## EXTRACT
------------------------------------------------------------

Wednesday, October 29, 2008


My sister, the librarian, had this set of questions on her blog and suggested that we her dear readers answer them on our blogs. So, for the fun of it, here we go.

What was the last book you bought?

Acedia and Me: A Marriage, Monks, and a Writer’s Life, by Kathleen Norris.

Name a book you have read MORE than once.

Mere Christianity, the Chronicles of Narnia, To Kill a Mockingbird, Little Women, Les Miserables (no, just kidding on that last one….I would like to read it again, but I don't know when it might happen....)There are others. I tend to re-read things I want to stay around in my mind.

Has a book ever fundamentally changed the way you see life? If yes, what was it?

Hearing God, by Dallas Willard.

How do you choose a book? eg. by cover design and summary, recommendations or reviews

I love to see books done beautifully, but I generally buy them because of what I’ve read in reviews or heard from friends.

Do you prefer Fiction or Non-Fiction?

I love reading good fiction, and because of life activities tend to read a lot more nonfiction.

What’s more important in a novel - beautiful writing or a gripping plot?

I see no point in making it an either/or issue. Good fiction is written well, which includes having a plot that matters. I’m not in need of “gripping” plots, as I don’t thrive on suspense. I think a lot of bad writing is out there that people “can’t put down,” but I’m concerned about the effect reading such stuff has on people’s minds….

Most loved/memorable character (character/book)

I don't know that I could pick one....I might have to think about that and maybe write about it separately someday.

Which book or books can be found on your nightstand at the moment?

I don’t keep books on my nightstand.

The ones by my reading chair are way too many….and yes, I’ve started them all….Parker Palmer’s Let Your Life Speak (re-read) and A Hidden Wholeness, Marsha Sinetar’s Do What You Love, the Money Will Follow (re-read), Dallas Willard’s Renovation of the Heart, Gary Thomas’ Sacred Marriage, Slavenka Drakulic’s Café Europa, Norcross and Guy’s Leaving It at the Office, Poe and Mattson’s What God Knows, Barbara Sher’s It’s Only Too Late if You Don’t Start Now, The Life of Teresa of Avila by Herself, The Music Lover’s Anthology of Poetry…..and a few more……And I’ll probably finish them all over the course of a few months, on an as-needed basis.

------------------------------------------------------------

## DATA SHOWN

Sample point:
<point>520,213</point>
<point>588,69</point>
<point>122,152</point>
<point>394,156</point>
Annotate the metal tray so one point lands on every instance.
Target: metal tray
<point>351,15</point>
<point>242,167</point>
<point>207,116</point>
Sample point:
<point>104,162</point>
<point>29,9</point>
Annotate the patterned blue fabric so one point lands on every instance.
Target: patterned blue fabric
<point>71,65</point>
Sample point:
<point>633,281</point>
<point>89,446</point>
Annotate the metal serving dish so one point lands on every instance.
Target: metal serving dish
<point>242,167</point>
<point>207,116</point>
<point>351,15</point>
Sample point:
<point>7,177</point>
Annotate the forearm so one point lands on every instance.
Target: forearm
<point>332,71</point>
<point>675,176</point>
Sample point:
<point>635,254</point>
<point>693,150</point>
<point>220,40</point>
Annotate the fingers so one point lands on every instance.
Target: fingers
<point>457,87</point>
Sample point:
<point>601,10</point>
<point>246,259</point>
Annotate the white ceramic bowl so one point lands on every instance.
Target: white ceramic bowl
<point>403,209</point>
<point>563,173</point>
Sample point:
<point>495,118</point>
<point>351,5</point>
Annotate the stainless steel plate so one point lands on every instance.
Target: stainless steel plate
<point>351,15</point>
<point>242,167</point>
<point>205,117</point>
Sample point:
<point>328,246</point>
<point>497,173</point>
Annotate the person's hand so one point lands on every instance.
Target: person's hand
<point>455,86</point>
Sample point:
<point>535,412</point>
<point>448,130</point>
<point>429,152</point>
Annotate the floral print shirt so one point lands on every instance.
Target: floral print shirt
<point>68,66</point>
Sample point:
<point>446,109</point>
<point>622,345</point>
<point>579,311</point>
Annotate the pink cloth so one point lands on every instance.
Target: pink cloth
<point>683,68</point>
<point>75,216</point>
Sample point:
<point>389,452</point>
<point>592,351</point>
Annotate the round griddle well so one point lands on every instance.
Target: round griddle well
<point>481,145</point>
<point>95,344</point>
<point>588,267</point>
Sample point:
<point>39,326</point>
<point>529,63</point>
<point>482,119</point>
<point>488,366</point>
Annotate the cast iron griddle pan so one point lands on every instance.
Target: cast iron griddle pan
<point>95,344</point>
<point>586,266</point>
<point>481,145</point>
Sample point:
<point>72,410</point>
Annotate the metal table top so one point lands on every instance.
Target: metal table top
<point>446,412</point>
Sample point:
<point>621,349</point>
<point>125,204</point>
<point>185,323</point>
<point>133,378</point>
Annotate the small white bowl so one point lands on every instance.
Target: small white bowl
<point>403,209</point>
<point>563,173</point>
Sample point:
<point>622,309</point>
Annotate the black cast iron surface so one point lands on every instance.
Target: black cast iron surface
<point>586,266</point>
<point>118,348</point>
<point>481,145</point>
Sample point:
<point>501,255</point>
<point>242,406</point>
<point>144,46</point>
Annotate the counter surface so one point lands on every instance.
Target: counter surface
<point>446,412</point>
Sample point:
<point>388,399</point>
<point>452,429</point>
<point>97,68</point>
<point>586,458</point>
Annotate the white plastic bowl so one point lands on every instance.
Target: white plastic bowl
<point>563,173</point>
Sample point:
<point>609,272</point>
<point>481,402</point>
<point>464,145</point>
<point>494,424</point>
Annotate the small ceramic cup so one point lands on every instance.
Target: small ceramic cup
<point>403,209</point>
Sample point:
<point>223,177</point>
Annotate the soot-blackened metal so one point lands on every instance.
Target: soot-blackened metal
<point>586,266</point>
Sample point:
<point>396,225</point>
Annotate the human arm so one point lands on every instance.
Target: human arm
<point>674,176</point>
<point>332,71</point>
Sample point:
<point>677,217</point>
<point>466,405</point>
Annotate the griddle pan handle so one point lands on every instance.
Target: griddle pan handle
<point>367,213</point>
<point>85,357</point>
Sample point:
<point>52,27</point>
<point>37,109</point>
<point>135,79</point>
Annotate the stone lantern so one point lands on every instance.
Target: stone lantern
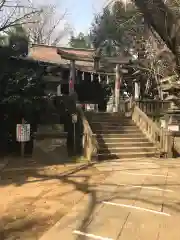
<point>172,116</point>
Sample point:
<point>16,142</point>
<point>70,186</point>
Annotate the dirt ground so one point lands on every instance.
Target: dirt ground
<point>34,196</point>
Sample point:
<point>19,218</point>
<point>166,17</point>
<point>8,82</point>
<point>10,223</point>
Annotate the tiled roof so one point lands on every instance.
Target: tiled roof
<point>49,54</point>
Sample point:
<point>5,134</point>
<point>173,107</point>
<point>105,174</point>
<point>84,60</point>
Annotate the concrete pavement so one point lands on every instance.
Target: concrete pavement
<point>140,199</point>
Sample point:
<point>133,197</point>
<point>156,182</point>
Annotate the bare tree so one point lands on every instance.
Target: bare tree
<point>49,26</point>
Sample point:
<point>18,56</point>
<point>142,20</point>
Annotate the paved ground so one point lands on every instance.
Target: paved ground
<point>139,200</point>
<point>36,192</point>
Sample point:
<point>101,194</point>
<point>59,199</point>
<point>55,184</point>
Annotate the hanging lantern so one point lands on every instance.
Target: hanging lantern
<point>96,63</point>
<point>91,77</point>
<point>107,79</point>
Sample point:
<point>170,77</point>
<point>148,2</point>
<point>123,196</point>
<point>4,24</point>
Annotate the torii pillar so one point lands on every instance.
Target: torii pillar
<point>72,76</point>
<point>117,87</point>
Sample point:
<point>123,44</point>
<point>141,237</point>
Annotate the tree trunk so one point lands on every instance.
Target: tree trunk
<point>164,22</point>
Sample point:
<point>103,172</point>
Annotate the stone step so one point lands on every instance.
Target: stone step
<point>50,134</point>
<point>119,150</point>
<point>112,122</point>
<point>124,155</point>
<point>122,139</point>
<point>111,125</point>
<point>120,144</point>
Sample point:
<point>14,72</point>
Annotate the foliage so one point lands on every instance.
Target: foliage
<point>116,28</point>
<point>49,27</point>
<point>81,41</point>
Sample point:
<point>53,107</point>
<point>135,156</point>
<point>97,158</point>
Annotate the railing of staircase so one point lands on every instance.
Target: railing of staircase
<point>90,144</point>
<point>163,139</point>
<point>151,107</point>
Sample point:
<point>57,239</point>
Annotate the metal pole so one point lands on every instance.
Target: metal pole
<point>22,143</point>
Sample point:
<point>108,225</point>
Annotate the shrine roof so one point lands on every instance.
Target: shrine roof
<point>62,55</point>
<point>50,54</point>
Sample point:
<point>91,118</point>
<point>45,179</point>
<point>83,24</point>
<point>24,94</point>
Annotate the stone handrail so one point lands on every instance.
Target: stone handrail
<point>90,144</point>
<point>153,106</point>
<point>163,139</point>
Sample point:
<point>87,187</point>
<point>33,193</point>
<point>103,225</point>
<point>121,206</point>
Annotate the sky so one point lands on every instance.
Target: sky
<point>81,12</point>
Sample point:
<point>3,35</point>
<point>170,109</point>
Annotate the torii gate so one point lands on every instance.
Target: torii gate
<point>94,57</point>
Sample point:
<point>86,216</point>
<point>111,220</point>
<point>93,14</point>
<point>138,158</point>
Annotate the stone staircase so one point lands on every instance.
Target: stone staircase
<point>118,137</point>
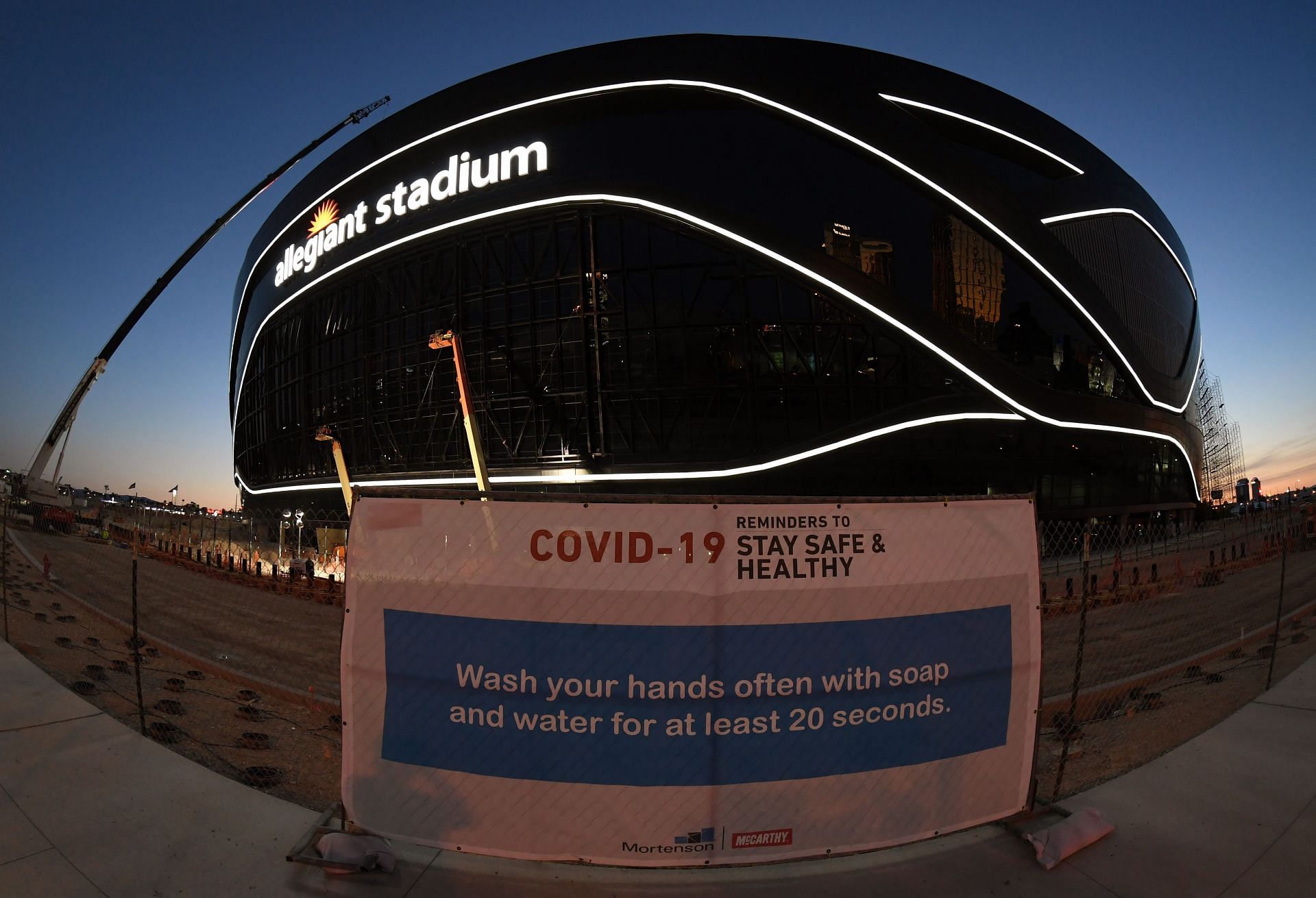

------------------------------------------------------------

## THINGS TO DO
**a)** In the book questionnaire post, which book is named as having fundamentally changed the way the writer sees life?
**b)** Copy the stretch of the book questionnaire post from "Do you prefer" through "it separately someday.".

## THE ANSWERS
**a)** Hearing God, by Dallas Willard.

**b)**
Do you prefer Fiction or Non-Fiction?

I love reading good fiction, and because of life activities tend to read a lot more nonfiction.

What’s more important in a novel - beautiful writing or a gripping plot?

I see no point in making it an either/or issue. Good fiction is written well, which includes having a plot that matters. I’m not in need of “gripping” plots, as I don’t thrive on suspense. I think a lot of bad writing is out there that people “can’t put down,” but I’m concerned about the effect reading such stuff has on people’s minds….

Most loved/memorable character (character/book)

I don't know that I could pick one....I might have to think about that and maybe write about it separately someday.